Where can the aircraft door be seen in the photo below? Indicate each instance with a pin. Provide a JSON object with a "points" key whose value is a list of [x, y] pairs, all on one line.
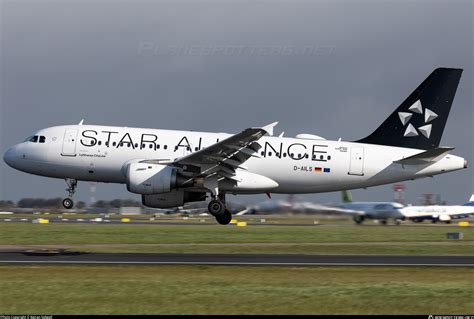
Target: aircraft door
{"points": [[69, 143], [356, 166]]}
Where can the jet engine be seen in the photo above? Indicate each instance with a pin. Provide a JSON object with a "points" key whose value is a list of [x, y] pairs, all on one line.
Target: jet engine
{"points": [[149, 178], [174, 198]]}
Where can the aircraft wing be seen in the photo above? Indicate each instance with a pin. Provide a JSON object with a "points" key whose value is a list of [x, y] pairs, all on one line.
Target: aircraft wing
{"points": [[426, 157], [224, 157]]}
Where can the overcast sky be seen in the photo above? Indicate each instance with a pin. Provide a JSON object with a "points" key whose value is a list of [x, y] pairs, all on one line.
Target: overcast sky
{"points": [[331, 68]]}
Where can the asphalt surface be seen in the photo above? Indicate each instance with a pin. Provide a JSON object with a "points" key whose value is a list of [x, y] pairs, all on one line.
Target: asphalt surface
{"points": [[51, 257]]}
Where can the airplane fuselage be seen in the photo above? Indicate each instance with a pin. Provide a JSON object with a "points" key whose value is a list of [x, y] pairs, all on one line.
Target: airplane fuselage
{"points": [[100, 153]]}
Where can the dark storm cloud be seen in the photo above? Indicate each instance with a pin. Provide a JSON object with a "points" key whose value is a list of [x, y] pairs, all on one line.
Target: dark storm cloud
{"points": [[333, 68]]}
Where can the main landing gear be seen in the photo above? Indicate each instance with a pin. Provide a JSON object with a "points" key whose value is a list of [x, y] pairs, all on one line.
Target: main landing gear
{"points": [[217, 209], [71, 189]]}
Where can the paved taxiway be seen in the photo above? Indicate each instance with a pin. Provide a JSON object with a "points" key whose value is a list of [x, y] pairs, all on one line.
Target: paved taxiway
{"points": [[232, 259]]}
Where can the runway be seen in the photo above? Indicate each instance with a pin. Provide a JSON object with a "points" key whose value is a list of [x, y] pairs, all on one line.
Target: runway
{"points": [[47, 257]]}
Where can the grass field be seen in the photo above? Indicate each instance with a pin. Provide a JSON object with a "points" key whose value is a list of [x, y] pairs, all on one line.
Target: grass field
{"points": [[335, 239], [235, 290]]}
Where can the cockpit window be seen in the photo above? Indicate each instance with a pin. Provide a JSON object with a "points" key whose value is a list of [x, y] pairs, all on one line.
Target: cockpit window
{"points": [[36, 139]]}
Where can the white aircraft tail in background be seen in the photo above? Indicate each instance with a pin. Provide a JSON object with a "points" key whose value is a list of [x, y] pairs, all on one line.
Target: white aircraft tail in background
{"points": [[435, 213]]}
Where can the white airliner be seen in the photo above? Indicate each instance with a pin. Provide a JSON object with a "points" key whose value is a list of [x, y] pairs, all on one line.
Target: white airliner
{"points": [[437, 213], [380, 211], [169, 168]]}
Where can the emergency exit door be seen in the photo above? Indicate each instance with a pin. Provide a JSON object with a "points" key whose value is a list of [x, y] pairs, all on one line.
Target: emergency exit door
{"points": [[356, 166]]}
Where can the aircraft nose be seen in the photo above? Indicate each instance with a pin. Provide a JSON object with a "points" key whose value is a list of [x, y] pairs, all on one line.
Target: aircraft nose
{"points": [[9, 156]]}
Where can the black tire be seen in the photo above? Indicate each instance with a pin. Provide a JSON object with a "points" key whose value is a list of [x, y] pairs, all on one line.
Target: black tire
{"points": [[216, 208], [225, 218], [68, 203]]}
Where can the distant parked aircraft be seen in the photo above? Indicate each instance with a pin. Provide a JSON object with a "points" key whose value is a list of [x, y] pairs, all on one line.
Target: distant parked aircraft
{"points": [[437, 213]]}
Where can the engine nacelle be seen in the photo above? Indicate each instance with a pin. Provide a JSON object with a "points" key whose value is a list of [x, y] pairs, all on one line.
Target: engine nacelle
{"points": [[175, 198], [145, 178]]}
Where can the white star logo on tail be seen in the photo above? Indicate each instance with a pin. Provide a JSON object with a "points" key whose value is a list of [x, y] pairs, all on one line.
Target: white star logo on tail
{"points": [[405, 117]]}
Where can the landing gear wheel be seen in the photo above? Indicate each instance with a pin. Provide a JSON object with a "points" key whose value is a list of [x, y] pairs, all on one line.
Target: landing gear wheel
{"points": [[68, 203], [216, 208], [225, 218]]}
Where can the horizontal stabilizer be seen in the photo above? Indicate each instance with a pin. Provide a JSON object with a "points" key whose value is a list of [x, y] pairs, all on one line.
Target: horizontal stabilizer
{"points": [[426, 157]]}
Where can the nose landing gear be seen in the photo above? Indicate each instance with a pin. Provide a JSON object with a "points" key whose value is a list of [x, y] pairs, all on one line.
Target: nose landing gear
{"points": [[68, 203], [218, 209]]}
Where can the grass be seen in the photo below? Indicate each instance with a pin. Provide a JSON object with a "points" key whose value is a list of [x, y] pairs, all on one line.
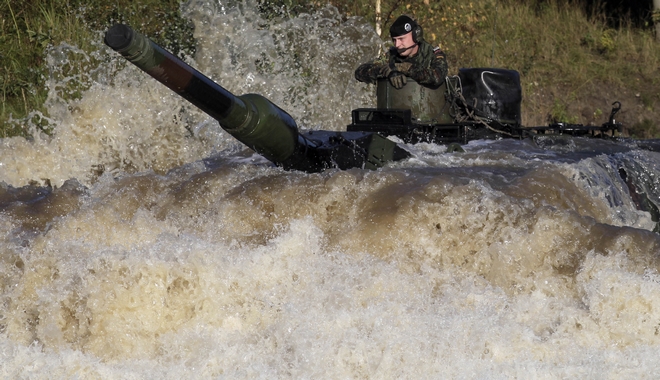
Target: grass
{"points": [[572, 64], [32, 26]]}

▬▬▬▬▬▬

▸ **Task prompt**
Produce an exact copy of the lines from the line containing "Where can the nose" through the last line of the records, with no pictures and no other text.

▸ **Solution to the problem**
Where can the nose landing gear be seen in the photo above? Indicate each instance with a pin. Provide a JSON object with a "points" key whose value is a list of [x, y] pairs, all on one line.
Target: nose landing gear
{"points": [[68, 203], [218, 209]]}
Where can the grass be seen in the photo below? Indicate each instance with a pin. Provide a JSON object with a "points" key whose value is a list of [x, y] pairs, all on one line.
Target: grass
{"points": [[572, 64], [32, 26]]}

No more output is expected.